EXTRAIT À LIRE -
On l’a tellement décrit, tellement écouté, encensé, cité. On a tellement fredonné la mélodie de la Suite pour orchestre de jazz, la valse préférée des musicien·ne·s jalonnant les rues parisiennes, sans savoir à qui l’on en devait crédit. Prôné comme symbole de grandeur culturelle de l’URSS de son vivant, Dmitri Chostakovitch est encore aujourd’hui l’un des compositeurs du 20e siècle les plus joués, aux côtés de Stravinsky et Ravel. Autant de lauriers qui laissent présumer une vie d’honneur et d’opulence.
La vie de Chostakovitch est pourtant celle d’une lutte. Une lutte pour sauver sa dignité, résistant les hommages d’un régime qu’il considère inhumain. Une lutte pour préserver l’intégrité de sa musique des coups de marteau soviétiques. Une lutte, enfin, pour échapper à la menace constante de la censure, et aux critiques d’un camarade chatouilleux, dont le simple haussement de sourcil pourrait l’envoyer en prison. Son œuvre est un dangereux jeu de rôles, dissimilant sa révolte et sa haine entre les lignes mélodiques des hymnes à la gloire de Staline. Dans Le fracas du temps, le romancier et historien Julian Barnes dresse le portrait d’un compositeur angoissé, écrasé par la couronne que lui impose le totalitarisme soviétique.

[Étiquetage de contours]
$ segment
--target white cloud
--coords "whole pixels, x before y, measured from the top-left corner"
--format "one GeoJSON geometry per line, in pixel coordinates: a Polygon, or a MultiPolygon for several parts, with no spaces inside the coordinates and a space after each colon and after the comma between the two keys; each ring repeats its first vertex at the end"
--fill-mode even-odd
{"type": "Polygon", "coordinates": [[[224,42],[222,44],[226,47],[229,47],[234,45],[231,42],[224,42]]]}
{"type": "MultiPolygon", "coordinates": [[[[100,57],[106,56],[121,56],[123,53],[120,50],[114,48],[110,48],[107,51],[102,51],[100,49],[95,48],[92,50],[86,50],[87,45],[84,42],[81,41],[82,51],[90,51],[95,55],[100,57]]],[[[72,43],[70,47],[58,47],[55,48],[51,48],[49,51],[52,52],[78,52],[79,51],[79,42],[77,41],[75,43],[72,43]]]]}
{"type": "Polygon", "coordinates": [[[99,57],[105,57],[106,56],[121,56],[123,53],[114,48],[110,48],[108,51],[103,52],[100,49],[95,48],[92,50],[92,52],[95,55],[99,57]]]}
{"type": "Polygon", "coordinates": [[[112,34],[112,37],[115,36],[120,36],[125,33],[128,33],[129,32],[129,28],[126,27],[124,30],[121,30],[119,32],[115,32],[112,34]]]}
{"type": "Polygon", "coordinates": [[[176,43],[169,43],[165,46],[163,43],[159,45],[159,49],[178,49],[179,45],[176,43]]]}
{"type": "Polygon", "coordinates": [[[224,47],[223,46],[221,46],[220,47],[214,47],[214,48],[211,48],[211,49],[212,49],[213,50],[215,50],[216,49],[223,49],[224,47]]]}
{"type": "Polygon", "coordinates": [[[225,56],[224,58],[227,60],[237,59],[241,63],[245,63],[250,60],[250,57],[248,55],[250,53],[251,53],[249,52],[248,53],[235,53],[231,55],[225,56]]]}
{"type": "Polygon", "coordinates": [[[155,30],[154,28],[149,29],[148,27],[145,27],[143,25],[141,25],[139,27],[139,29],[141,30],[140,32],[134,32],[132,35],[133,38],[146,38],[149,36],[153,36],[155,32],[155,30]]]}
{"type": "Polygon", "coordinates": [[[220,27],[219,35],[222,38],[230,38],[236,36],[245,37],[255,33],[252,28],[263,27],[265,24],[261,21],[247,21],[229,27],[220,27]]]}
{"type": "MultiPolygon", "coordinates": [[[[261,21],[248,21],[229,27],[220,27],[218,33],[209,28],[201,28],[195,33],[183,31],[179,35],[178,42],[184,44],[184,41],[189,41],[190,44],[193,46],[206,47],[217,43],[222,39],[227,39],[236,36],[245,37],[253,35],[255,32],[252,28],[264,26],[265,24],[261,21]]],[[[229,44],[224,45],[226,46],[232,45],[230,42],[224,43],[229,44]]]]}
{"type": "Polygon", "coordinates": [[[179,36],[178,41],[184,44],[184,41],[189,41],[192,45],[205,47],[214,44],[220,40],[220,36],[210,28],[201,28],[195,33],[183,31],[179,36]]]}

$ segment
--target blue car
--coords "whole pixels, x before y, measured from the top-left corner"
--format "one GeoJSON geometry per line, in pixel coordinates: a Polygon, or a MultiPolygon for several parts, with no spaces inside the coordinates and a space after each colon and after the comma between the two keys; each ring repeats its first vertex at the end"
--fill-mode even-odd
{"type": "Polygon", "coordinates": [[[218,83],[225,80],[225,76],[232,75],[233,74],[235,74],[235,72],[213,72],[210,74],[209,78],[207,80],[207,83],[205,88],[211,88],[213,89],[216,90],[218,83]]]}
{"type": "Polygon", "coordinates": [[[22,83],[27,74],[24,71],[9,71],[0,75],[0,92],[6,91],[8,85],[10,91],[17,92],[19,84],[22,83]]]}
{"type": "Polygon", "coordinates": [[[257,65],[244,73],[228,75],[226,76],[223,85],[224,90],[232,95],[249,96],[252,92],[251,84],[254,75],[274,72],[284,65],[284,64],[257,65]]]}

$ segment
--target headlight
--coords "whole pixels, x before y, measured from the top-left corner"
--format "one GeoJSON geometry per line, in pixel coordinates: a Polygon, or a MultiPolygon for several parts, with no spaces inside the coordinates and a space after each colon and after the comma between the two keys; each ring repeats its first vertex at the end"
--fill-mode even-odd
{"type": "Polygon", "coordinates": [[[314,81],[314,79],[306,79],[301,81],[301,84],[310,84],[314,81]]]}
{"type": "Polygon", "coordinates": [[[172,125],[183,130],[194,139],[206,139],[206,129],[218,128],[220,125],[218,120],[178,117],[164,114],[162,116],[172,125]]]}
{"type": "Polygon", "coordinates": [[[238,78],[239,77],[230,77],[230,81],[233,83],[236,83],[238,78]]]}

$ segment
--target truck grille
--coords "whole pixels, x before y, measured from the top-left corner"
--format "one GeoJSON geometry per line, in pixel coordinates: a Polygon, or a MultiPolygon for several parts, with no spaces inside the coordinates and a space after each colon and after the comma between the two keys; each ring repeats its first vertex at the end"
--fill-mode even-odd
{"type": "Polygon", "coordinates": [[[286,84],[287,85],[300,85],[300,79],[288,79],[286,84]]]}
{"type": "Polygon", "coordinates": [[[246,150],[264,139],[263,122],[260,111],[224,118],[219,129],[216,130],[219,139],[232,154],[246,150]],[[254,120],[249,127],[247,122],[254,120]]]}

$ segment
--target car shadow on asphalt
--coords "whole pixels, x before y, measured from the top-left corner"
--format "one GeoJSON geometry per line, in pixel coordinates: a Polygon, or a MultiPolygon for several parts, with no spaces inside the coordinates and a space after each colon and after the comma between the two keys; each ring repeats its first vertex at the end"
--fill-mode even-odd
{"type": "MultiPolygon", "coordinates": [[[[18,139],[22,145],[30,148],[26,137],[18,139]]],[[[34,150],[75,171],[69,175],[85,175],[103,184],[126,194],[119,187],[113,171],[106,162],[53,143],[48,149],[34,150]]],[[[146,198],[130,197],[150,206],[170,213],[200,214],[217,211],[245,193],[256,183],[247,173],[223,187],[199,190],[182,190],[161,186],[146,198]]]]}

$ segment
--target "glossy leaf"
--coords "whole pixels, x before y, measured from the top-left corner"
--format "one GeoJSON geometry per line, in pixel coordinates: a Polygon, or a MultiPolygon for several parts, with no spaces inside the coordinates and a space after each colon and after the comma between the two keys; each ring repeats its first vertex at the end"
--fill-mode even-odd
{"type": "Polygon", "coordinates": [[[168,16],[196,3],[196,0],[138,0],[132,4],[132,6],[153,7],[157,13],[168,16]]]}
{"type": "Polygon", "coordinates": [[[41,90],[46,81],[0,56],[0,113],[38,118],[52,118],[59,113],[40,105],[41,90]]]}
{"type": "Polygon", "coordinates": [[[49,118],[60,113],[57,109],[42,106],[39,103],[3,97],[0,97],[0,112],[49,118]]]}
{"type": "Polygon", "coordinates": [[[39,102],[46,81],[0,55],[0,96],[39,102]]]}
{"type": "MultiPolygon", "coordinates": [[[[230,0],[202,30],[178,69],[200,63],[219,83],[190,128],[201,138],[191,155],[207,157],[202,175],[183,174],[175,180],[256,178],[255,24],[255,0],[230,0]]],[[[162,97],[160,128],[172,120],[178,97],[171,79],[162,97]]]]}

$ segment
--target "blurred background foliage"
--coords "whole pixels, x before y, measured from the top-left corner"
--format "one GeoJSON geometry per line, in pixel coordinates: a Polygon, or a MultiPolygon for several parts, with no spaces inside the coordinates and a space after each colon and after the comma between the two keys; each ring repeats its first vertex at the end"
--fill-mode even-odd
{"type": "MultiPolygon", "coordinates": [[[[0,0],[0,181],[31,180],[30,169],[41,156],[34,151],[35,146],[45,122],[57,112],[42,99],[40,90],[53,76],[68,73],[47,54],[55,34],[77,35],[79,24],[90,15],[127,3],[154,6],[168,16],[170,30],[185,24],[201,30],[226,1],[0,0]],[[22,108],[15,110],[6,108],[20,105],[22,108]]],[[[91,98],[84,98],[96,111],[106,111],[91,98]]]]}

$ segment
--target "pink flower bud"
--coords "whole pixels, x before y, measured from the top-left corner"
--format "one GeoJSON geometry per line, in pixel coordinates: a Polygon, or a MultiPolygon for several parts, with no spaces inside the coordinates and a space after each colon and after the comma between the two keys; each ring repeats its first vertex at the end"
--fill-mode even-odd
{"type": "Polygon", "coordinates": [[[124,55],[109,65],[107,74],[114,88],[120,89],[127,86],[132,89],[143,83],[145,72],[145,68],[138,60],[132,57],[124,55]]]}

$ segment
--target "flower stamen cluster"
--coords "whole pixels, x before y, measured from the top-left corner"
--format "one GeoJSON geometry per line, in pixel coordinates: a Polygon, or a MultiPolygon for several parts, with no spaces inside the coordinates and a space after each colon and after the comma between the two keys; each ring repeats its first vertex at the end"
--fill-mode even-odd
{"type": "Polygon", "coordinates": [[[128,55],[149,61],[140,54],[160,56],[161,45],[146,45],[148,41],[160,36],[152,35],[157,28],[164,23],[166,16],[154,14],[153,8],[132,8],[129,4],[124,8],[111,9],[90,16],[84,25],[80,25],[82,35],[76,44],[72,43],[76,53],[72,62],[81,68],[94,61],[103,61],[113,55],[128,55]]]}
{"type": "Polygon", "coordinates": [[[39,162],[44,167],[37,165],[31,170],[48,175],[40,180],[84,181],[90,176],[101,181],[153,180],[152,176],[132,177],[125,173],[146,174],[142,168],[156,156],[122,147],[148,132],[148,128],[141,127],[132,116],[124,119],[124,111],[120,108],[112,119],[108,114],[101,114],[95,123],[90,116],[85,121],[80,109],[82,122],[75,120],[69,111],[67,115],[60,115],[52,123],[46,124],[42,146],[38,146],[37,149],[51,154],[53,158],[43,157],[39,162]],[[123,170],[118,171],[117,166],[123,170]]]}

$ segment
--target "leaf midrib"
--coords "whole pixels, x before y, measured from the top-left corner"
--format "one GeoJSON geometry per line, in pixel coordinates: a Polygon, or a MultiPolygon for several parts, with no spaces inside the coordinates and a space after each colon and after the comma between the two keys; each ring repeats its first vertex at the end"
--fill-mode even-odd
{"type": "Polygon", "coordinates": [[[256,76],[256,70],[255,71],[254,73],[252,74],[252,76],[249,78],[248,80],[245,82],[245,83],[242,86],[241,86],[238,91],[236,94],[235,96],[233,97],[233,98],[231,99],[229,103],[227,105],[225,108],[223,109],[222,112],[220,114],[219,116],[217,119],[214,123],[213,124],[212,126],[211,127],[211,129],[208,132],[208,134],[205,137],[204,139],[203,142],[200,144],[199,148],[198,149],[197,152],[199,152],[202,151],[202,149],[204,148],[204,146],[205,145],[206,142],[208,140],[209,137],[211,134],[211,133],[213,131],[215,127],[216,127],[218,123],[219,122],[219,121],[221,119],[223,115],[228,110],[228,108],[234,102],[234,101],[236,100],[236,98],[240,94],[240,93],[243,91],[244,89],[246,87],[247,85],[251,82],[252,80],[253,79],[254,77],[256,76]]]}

À COMPLÉTER -
a – D'après l'extrait à lire, en quoi la vie de Chostakovitch constitue-t-elle une lutte ? Répondez en une à trois phrases.
b – Selon l'extrait à lire, aux côtés de quels compositeurs Chostakovitch compte-t-il parmi les plus joués du 20e siècle ?
c – Reproduisez à l'identique le passage de l'extrait à lire commençant par « On l’a tellement » et se poursuivant jusqu'à « d’honneur et d’opulence. ».

EXERCICE CORRIGÉ -
a – Chostakovitch lutte pour sauver sa dignité en résistant aux hommages d'un régime qu'il considère inhumain, et pour préserver l'intégrité de sa musique des coups de marteau soviétiques. Il lutte enfin pour échapper à la menace constante de la censure et aux critiques d'un camarade chatouilleux, dont le simple haussement de sourcil pourrait l'envoyer en prison.

b – Stravinsky et Ravel.

c –
On l’a tellement décrit, tellement écouté, encensé, cité. On a tellement fredonné la mélodie de la Suite pour orchestre de jazz, la valse préférée des musicien·ne·s jalonnant les rues parisiennes, sans savoir à qui l’on en devait crédit. Prôné comme symbole de grandeur culturelle de l’URSS de son vivant, Dmitri Chostakovitch est encore aujourd’hui l’un des compositeurs du 20e siècle les plus joués, aux côtés de Stravinsky et Ravel. Autant de lauriers qui laissent présumer une vie d’honneur et d’opulence.